• [Required action]:
Retype the tail of the data exactly, starting at the line containing "target: long dark hair" and stopping at the last line.

(Stored records)
----------------

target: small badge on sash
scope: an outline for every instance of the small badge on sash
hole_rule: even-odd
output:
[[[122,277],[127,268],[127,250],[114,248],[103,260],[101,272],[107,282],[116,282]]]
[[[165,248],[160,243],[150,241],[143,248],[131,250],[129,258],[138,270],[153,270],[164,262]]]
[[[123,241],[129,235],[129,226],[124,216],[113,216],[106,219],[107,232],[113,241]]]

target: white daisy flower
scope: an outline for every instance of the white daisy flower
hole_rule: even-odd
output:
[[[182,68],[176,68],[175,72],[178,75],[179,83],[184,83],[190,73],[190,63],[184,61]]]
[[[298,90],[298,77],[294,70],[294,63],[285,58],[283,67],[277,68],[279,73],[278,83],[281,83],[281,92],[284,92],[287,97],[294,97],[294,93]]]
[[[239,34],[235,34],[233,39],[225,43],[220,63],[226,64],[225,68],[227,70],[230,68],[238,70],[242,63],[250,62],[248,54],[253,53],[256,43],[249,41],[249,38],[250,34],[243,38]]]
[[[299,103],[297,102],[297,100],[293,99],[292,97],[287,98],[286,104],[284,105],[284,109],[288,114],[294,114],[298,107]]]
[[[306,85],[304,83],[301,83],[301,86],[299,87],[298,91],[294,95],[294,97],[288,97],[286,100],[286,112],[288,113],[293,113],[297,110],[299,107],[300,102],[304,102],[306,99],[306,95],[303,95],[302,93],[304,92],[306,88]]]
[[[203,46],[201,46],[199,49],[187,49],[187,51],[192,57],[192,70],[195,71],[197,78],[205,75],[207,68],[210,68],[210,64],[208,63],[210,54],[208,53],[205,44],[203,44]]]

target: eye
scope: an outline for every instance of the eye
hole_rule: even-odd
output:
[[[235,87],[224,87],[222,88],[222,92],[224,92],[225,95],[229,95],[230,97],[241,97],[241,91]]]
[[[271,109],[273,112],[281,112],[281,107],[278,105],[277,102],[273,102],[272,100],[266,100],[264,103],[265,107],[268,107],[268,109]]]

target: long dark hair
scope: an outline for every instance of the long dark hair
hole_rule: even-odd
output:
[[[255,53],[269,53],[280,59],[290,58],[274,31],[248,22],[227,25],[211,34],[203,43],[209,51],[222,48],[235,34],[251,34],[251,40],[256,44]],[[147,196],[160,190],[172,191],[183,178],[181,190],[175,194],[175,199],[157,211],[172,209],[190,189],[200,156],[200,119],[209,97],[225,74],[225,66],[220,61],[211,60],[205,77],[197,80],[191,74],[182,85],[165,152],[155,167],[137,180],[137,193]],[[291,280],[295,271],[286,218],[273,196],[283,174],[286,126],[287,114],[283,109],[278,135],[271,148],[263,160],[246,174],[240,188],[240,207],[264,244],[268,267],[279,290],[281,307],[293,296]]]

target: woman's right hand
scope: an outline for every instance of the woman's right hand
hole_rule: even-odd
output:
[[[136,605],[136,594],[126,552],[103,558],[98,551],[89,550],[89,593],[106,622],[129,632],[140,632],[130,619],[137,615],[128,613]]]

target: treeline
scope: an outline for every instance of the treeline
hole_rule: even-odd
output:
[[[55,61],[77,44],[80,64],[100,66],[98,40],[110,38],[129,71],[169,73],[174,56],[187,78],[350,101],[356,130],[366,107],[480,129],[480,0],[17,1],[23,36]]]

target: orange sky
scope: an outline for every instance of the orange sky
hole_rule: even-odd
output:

----------------

• [Solution for this exercise]:
target: long dark hair
scope: an outline for every instance of the long dark hair
hole_rule: even-odd
output:
[[[255,53],[269,53],[280,59],[290,58],[274,31],[248,22],[227,25],[211,34],[203,43],[209,51],[222,48],[235,34],[251,34],[251,40],[256,44]],[[147,196],[160,190],[172,191],[183,178],[181,190],[175,194],[175,199],[157,211],[172,209],[190,189],[200,156],[200,119],[209,97],[225,74],[225,66],[220,61],[211,60],[205,77],[197,80],[191,74],[182,85],[165,152],[155,167],[137,180],[137,193]],[[291,280],[295,271],[286,218],[273,196],[283,174],[286,126],[287,114],[283,109],[278,135],[271,148],[263,160],[246,174],[240,188],[240,207],[264,244],[268,267],[279,290],[281,307],[293,296]]]

target: woman's right hand
scope: an outline for every instance of the woman's right hand
hole_rule: even-odd
output:
[[[136,605],[136,594],[126,552],[103,558],[98,551],[89,550],[89,593],[106,622],[129,632],[140,632],[130,619],[137,615],[128,613]]]

target: treeline
scope: an outline for every instance of the treeline
hole_rule: even-odd
output:
[[[55,61],[77,44],[80,64],[100,66],[98,40],[110,38],[129,71],[169,73],[174,56],[187,78],[350,101],[356,130],[366,107],[480,129],[480,0],[17,1],[23,36]]]

target: orange sky
scope: an outline for every instance of the orange sky
hole_rule: even-odd
output:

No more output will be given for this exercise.